Please write out the items again, from the start of the items through the line containing "[[216, 724, 282, 738]]", keeping every line of text and leaving out the pictures. Add 18 to each coordinate in the answers.

• **Records supplied**:
________

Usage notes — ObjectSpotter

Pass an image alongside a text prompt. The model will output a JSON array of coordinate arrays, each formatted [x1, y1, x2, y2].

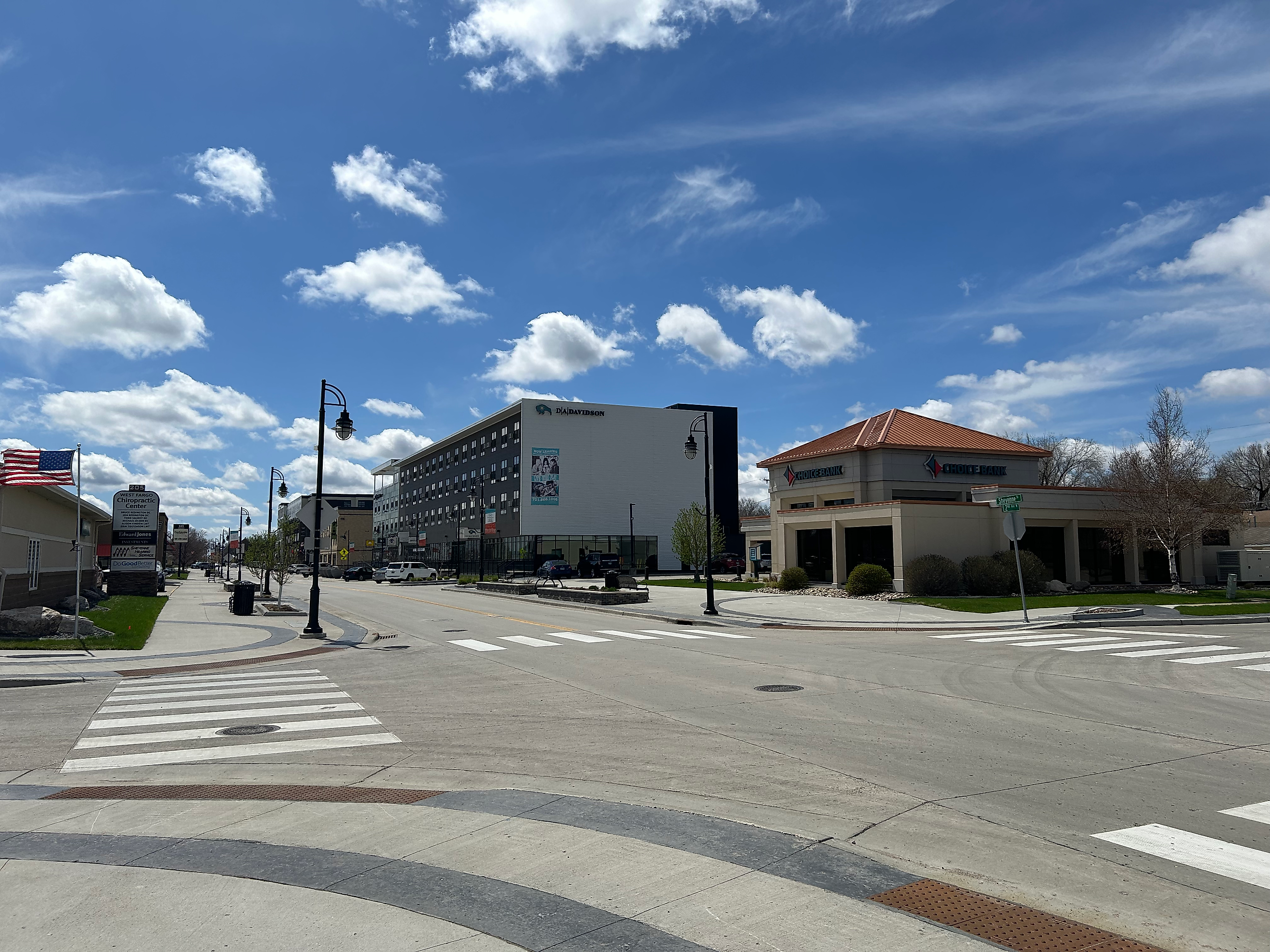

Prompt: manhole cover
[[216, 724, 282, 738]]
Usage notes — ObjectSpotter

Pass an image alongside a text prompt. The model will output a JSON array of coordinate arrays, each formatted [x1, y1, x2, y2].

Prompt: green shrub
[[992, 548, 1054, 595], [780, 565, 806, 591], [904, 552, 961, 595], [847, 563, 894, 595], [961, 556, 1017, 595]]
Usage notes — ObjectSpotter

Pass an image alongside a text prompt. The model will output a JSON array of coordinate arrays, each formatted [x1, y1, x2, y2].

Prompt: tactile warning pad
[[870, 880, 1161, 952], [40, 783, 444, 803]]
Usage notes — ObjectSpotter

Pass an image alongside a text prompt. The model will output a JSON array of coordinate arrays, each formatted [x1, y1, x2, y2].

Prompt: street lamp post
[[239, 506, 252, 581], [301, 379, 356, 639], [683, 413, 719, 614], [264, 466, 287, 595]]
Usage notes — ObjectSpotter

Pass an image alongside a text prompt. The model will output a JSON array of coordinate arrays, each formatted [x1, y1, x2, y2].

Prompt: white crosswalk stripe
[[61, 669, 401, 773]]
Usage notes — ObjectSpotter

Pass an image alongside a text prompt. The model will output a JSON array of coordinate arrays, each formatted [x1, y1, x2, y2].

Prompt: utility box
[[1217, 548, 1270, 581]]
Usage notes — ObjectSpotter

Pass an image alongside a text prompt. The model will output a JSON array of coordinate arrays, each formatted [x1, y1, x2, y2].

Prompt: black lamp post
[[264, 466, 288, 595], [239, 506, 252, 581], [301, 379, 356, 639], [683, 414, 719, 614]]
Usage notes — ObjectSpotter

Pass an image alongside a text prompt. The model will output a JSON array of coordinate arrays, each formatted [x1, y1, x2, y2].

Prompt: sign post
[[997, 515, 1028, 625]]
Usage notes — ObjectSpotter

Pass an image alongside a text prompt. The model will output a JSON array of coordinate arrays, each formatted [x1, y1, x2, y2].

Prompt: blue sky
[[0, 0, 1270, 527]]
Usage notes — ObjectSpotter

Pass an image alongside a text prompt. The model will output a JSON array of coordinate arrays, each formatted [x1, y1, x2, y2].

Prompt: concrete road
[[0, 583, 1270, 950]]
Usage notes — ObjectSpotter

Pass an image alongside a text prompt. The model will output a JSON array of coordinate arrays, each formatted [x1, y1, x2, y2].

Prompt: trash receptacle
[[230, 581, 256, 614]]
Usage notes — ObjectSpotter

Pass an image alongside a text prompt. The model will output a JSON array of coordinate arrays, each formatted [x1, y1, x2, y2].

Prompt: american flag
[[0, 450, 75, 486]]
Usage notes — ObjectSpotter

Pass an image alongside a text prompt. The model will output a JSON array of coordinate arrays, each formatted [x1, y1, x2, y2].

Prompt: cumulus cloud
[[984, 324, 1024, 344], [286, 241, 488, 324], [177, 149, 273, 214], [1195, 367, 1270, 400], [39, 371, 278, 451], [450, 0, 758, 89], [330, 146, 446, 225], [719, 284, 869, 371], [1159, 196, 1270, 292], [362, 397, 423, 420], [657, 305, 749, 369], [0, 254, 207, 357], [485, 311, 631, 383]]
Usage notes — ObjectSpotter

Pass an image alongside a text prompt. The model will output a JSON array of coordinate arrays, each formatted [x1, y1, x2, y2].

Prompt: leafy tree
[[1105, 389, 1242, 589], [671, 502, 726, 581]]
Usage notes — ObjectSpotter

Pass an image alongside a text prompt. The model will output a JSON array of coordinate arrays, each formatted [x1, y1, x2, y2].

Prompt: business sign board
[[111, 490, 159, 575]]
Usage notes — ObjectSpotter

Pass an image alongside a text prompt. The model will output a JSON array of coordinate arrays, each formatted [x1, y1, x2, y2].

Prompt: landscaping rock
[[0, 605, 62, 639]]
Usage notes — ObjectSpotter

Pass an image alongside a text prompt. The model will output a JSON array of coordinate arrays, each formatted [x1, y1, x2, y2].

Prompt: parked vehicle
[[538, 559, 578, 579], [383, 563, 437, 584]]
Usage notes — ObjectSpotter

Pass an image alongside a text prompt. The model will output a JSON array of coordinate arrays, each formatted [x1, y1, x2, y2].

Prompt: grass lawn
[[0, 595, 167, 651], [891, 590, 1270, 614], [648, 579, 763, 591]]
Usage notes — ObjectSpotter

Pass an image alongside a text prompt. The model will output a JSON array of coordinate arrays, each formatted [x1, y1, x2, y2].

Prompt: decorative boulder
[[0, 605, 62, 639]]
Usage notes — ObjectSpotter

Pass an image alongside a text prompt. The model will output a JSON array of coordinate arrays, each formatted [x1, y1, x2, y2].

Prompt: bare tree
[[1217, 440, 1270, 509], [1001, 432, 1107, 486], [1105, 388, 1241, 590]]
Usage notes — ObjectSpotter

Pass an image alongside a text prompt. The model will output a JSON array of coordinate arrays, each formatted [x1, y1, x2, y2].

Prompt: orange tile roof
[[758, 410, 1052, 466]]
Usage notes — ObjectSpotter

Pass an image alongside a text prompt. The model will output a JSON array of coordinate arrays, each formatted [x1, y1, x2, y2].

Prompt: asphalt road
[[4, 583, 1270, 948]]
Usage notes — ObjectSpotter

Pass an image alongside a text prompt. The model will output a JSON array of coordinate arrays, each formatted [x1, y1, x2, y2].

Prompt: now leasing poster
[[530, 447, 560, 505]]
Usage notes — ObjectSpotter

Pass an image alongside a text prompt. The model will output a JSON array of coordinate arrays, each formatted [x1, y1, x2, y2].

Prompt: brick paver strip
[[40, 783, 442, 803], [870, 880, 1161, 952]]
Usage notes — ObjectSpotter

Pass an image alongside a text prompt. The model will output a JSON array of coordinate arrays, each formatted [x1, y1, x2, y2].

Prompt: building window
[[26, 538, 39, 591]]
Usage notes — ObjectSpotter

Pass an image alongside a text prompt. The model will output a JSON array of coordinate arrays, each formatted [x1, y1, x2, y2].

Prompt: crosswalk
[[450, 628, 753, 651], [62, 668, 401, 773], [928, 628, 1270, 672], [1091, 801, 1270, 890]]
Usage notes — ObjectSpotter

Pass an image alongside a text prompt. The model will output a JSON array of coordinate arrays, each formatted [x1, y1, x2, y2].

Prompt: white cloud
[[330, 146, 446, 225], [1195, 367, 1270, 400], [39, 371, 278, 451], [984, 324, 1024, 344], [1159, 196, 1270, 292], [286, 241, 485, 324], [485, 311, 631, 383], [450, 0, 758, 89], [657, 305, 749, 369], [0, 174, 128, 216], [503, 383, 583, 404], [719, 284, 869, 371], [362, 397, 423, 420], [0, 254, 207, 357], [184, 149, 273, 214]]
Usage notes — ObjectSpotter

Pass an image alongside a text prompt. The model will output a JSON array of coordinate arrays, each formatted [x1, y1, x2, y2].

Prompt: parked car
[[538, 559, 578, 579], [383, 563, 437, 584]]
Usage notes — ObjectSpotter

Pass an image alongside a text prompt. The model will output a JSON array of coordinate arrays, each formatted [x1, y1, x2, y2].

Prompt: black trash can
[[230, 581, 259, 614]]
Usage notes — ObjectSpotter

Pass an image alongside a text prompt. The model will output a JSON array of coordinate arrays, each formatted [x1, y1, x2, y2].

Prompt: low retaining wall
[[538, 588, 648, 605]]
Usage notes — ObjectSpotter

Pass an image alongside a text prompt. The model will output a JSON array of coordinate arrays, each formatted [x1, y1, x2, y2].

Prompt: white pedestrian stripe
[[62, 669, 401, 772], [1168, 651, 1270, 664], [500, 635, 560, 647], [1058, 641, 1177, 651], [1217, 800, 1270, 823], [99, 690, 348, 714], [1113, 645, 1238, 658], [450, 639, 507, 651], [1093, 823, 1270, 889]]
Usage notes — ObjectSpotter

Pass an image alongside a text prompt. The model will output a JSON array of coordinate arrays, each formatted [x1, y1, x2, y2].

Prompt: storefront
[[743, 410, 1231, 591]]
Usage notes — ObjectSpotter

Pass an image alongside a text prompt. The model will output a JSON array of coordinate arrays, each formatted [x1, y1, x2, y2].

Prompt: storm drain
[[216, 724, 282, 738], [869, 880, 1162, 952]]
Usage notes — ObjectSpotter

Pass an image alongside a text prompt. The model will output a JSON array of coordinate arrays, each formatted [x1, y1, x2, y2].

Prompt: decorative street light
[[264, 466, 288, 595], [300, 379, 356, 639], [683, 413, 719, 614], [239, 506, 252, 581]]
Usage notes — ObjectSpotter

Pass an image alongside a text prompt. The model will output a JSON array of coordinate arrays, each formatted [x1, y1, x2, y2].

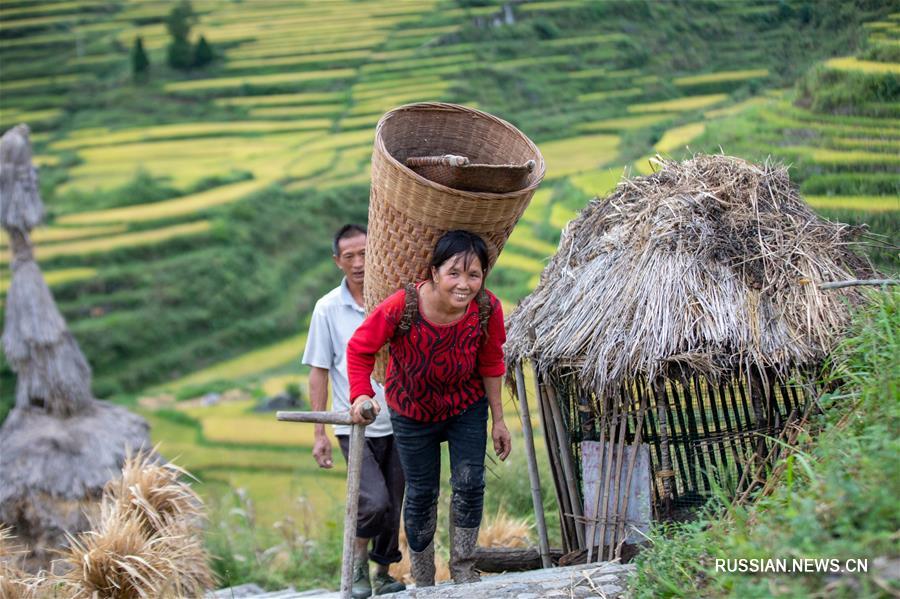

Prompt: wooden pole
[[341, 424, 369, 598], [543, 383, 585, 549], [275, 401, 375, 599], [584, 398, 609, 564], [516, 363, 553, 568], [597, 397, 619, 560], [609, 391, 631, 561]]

________

• **Solution**:
Usage notes — ObjectSpotter

Pass an image alongside a text prompt. The model will output a JSON array of coordinate arrays, each formatted [x1, y1, x2, y2].


Prompt: manhole cover
[[234, 742, 300, 756]]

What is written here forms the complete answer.